[WRITTEN EXERCISE]: Set every line of the records below into a numbered list, leaving out any blank lines.
[start of RECORDS SHOWN]
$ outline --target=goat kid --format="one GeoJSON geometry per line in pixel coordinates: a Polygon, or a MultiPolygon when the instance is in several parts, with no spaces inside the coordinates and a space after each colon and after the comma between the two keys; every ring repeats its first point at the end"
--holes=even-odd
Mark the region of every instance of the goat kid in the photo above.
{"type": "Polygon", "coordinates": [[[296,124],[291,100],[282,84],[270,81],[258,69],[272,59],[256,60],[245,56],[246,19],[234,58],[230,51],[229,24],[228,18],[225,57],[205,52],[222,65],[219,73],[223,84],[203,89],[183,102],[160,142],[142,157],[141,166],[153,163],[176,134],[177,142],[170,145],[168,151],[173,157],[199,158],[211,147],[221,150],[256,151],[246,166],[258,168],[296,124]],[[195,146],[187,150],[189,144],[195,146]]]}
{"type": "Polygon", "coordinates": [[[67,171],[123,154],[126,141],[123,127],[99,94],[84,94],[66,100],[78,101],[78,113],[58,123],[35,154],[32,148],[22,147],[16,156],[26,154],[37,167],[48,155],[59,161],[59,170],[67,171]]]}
[end of RECORDS SHOWN]
[CORRECT OUTPUT]:
1. $ outline --target=goat kid --format="one GeoJSON geometry per line in pixel coordinates: a Polygon, or a MultiPolygon when the instance is in several parts, with no spaces inside the coordinates and a space after each colon and after the comma between the two keys; every ring repeats its first point at the end"
2. --holes=even-odd
3. Mark the region of every instance of the goat kid in the photo above.
4. {"type": "Polygon", "coordinates": [[[296,124],[291,100],[282,84],[270,81],[258,69],[272,59],[256,60],[245,56],[246,19],[234,58],[230,51],[229,24],[228,18],[225,57],[205,52],[222,65],[219,73],[223,84],[203,89],[183,102],[160,142],[142,157],[141,166],[153,163],[176,134],[177,142],[170,145],[168,151],[173,157],[199,158],[211,147],[221,150],[256,151],[246,166],[258,168],[296,124]],[[195,146],[187,150],[189,144],[195,146]]]}
5. {"type": "Polygon", "coordinates": [[[67,171],[123,154],[126,141],[123,127],[99,94],[84,94],[66,100],[78,101],[78,113],[58,123],[35,154],[32,148],[22,147],[16,156],[26,154],[37,167],[48,155],[59,161],[59,170],[67,171]]]}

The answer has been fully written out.